→ REQUIREMENT: Please convert all of the rows below into a JSON list of strings, one string per line, skipping blank lines and leaving out the pictures.

→ DATASET RECORDS:
* begin *

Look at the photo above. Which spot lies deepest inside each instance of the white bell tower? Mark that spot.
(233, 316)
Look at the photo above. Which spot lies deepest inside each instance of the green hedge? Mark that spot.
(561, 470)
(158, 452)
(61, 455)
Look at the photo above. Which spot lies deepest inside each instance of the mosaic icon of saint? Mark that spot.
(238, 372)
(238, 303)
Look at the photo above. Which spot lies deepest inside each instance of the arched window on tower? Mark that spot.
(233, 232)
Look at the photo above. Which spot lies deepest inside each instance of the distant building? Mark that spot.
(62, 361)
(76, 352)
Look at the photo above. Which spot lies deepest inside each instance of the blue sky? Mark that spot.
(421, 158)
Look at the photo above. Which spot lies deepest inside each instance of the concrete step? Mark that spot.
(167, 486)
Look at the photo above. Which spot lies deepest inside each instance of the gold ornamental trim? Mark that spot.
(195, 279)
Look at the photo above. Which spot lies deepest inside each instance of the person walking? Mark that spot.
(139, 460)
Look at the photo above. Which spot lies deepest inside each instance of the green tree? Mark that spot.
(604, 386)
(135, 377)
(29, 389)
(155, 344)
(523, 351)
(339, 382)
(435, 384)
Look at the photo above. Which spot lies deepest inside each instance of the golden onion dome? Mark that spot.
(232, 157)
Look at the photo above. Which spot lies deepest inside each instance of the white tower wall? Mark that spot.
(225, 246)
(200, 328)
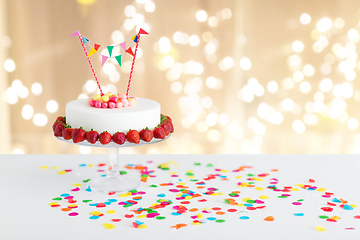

* end *

→ THE SOLUTION:
[
  "Look at the photo above. Which spot lies deepest inside each instance of the white bell tower? Mark that spot.",
  "(233, 316)",
  "Look at the photo above. Which spot lies deepest inside each instance of the green hedge? Mark that spot.",
  "(561, 470)",
  "(158, 452)",
  "(61, 455)",
  "Look at the photo above. Which spot lies deepest inside each instance of the mosaic icon of saint? Mark that spot.",
  "(238, 372)",
  "(238, 303)",
  "Look at the photo above. Which spot lies deepest inside each instance of the arched window on tower? Mark that spot.",
  "(233, 232)",
  "Look at the photo above. Which spot lies deepest inside each instance of the distant building? Mark that spot.",
  "(62, 361)",
  "(76, 352)",
  "Look at the photo above. Which spot lies deepest inside each instance of the blue sky? Mark that spot.",
  "(421, 158)",
  "Look at the photo above. Which spot lies deepest inside each instance of the concrete step? Mark that spot.",
  "(167, 486)",
  "Look at the photo above. Which spot lies deepest inside each instance of the gold ornamental trim? Mark that spot.",
  "(195, 279)",
  "Look at the photo above. Which spot lies deepest inside each instance of the person walking? Mark that spot.",
  "(139, 460)",
  "Look at the photo above. Which spot lies deepest inside each instance of the green tree? Mark that spot.",
  "(604, 386)",
  "(135, 377)",
  "(29, 389)",
  "(155, 344)",
  "(523, 351)",
  "(339, 382)",
  "(435, 384)",
  "Look at the photo above. Which spot lies deepest inside each instance of the golden onion dome? Mark that spot.",
  "(232, 157)",
  "Look at the photo above. Which spot lies deepest inside each instance of the white tower wall? Mark that spot.",
  "(225, 246)",
  "(200, 328)"
]